* _WRITTEN PROBLEM_: Write out the listing exactly as it is given.
--- begin ---
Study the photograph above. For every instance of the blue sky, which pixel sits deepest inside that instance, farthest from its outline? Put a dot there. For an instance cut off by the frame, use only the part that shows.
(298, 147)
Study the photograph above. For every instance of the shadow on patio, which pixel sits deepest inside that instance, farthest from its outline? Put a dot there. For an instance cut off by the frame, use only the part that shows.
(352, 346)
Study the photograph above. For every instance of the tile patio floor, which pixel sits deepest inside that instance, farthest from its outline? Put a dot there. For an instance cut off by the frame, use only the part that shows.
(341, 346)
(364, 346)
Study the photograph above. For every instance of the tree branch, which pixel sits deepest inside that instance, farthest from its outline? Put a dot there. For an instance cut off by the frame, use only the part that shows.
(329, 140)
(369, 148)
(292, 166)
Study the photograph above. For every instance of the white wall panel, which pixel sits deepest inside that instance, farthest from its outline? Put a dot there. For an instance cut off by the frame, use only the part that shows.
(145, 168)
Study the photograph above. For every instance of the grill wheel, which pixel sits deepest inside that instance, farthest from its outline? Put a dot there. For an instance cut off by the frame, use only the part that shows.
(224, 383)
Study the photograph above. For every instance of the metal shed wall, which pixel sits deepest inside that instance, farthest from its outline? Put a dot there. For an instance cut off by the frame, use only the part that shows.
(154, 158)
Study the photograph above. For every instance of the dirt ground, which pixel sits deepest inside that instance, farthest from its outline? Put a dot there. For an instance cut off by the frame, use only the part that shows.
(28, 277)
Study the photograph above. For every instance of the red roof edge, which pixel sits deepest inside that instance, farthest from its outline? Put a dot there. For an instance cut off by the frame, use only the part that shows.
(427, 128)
--- end ---
* _FINAL ANSWER_:
Study the photograph above. For every instance of the blue sky, which pixel sits deepest inside that instance, farthest from its outline? Put a dot there. For an instance cut off by the frame, use only the part that shows.
(298, 147)
Study the photograph above. For every instance of the shadow on patio, which pixel sits deepest inside that instance, farthest from its outline? Put a dot there. For an instance cut off by the frame, use only the part that shows.
(352, 346)
Study the photograph above. For every instance of the tile patio floor, which pixel sits deepest inside that instance, farthest from its outline? Put a dot there. For an instance cut off by the frame, use only the part that shows.
(341, 346)
(364, 346)
Study the photograph above. For every instance of the tree branch, which pixel sits deepest inside that instance, farthest from its outline? Put a dot there. For an instance cut off by the frame, use only the part that shows.
(329, 140)
(369, 148)
(292, 166)
Study the photograph above. For every instance of the white wall panel, which pixel sits deepest inside that instance, farthest from its outline? Put a dot there. For an instance cut off by the frame, use only the part that shows.
(145, 168)
Study the photograph above. For every instance of the grill wheel, which pixel sits deepest inside that instance, farthest from its outline? Put a dot there. For an instance cut off by the frame, use only the part that shows.
(224, 383)
Study the photograph above. For every instance of the metal shed wall, which pixel sits deepest inside that instance, farthest from its outline? Put a dot there. For an instance cut off by the frame, use only the part that shows.
(154, 158)
Study the photograph above. For every instance of the dirt ground, which pixel sits deepest inside that instance, farthest from its outline? Put a dot there. For an instance cut off by the frame, use only the part that shows.
(28, 277)
Study the photograph above. For every instance of the red roof edge, which pixel sits deepest inside that instance, farthest from its outline? Put a dot there. For an instance cut off by the frame, use only the part that shows.
(427, 128)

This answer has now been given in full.